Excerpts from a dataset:
★ ★ ★ ★

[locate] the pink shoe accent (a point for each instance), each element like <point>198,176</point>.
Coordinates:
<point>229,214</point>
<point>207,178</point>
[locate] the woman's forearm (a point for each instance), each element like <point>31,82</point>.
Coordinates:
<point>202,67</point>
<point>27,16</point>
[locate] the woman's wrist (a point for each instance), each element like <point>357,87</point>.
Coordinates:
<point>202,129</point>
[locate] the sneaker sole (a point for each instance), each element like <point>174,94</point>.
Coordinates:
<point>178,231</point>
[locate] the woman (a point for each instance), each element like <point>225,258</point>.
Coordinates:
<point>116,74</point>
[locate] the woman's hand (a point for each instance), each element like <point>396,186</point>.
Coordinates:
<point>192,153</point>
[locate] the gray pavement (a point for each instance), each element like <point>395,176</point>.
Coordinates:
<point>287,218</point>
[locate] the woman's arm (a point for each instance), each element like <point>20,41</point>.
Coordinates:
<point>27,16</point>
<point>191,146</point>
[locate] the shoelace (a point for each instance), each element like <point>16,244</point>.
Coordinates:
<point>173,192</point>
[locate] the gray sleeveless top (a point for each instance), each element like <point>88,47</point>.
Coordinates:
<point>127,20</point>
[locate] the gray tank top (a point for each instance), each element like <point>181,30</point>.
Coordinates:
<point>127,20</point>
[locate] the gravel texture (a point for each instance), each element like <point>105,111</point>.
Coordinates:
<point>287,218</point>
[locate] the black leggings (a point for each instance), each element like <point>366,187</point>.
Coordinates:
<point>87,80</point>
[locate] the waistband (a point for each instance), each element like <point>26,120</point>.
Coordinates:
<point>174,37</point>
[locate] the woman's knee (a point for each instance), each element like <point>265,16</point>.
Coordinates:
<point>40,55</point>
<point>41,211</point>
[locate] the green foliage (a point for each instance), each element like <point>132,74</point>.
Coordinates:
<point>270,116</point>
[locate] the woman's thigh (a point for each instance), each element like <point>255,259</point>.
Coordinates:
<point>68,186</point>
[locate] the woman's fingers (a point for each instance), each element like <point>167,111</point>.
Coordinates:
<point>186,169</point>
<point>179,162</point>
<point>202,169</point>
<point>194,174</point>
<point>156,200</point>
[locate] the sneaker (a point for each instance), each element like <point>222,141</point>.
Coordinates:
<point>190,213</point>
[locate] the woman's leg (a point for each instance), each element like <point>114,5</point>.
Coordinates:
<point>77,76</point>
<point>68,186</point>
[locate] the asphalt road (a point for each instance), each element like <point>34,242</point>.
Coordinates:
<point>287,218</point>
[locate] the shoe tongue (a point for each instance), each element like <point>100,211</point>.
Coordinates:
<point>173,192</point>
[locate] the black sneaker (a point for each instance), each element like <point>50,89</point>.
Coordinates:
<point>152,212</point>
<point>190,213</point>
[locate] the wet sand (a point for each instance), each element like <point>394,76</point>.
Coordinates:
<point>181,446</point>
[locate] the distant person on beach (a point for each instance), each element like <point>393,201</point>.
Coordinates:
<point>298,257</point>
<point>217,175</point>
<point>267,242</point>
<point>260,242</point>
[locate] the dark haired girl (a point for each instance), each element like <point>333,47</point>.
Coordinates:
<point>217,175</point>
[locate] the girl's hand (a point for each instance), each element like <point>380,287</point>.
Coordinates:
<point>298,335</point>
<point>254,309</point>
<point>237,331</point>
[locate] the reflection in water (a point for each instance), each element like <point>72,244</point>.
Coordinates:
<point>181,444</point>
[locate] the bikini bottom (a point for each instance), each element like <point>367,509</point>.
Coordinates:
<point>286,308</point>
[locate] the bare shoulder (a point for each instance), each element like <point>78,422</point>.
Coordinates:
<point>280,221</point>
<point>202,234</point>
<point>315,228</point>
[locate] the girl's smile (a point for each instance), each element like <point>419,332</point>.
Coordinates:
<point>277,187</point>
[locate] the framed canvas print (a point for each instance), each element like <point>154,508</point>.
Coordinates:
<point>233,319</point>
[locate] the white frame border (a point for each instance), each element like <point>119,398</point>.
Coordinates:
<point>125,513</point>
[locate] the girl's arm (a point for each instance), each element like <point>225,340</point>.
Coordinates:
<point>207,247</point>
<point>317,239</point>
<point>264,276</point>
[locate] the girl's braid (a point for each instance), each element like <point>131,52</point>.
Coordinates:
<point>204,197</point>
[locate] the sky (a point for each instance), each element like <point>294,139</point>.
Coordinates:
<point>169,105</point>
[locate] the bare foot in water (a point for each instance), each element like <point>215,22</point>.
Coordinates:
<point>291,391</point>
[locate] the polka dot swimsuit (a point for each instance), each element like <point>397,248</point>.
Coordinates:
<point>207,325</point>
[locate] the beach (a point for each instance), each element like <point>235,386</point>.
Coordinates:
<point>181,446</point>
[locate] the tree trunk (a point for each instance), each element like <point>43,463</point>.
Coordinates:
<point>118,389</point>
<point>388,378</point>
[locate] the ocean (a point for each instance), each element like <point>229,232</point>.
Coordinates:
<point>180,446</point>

★ ★ ★ ★

◆ **Assignment**
Once you have counted the lines of the data that contain the word "water", please reply with that number alone.

◆ **Written response**
2